Excerpts from a dataset:
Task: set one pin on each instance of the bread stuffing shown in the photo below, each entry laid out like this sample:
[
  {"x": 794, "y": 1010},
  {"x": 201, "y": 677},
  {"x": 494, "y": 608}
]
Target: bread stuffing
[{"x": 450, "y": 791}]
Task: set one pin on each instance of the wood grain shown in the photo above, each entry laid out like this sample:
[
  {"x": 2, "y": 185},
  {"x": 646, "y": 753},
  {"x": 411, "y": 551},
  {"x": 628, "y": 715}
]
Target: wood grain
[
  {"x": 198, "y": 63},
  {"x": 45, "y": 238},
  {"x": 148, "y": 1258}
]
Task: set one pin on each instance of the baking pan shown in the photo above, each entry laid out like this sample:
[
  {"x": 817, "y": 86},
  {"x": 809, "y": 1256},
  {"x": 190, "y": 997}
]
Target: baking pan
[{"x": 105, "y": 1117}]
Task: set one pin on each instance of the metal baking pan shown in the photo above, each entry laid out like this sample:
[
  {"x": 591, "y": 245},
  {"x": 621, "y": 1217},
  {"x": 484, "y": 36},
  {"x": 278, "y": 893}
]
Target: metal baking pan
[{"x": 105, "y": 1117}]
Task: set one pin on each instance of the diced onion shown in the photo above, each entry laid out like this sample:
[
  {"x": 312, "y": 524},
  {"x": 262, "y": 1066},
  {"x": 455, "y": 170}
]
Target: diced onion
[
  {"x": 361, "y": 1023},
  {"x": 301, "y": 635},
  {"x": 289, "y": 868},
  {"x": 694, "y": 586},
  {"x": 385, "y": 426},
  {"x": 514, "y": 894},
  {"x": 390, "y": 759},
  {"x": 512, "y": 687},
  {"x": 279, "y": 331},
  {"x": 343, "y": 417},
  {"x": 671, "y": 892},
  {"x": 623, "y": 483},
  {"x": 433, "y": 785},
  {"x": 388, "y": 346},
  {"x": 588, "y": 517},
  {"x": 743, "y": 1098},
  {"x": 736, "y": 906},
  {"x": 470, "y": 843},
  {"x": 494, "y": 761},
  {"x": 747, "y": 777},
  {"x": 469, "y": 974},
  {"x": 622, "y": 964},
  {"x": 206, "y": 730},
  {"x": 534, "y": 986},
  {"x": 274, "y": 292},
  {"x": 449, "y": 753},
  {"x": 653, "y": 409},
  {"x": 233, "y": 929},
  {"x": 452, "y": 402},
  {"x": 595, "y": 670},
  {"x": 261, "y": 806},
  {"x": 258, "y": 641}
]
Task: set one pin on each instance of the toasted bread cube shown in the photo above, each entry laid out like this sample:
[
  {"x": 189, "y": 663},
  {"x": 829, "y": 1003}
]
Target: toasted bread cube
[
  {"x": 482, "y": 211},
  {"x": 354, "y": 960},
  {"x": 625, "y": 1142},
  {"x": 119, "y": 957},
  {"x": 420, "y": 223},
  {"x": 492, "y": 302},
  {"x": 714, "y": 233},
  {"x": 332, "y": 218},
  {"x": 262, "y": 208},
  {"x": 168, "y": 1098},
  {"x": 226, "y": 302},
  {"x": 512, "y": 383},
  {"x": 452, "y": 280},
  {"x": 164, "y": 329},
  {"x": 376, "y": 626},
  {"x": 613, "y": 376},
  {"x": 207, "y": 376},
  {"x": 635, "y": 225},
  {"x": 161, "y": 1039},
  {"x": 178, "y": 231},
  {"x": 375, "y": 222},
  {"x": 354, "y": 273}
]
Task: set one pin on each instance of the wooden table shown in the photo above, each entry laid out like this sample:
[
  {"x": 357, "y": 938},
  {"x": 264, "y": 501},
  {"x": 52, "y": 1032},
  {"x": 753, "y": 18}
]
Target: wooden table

● **Exercise objective**
For each line in the records that holds "Task", show that line as it stands.

● **Result below**
Task: set one pin on each instance of the bread stuffing shown in the photo below, each entry laid out like this sample:
Task: set one pin on each instance of the wood grain shown in the photo above, each entry laid out like this sample:
Task: set one pin on each instance of the baking pan shown in the photo above, each entry laid out like this sample:
Task: set one pin on each instance of the metal baking pan shown in the photo above, each entry laid out like this sample:
Task: set one pin on each instance of the diced onion shown in the photo above, each entry laid out like this sample:
Task: set one pin on each instance of the toasted bread cube shown in the photo above, each entry laid out like this sample:
Task: set one pin on each instance of the wooden table shown in the photo above, each entry laid out like this sample:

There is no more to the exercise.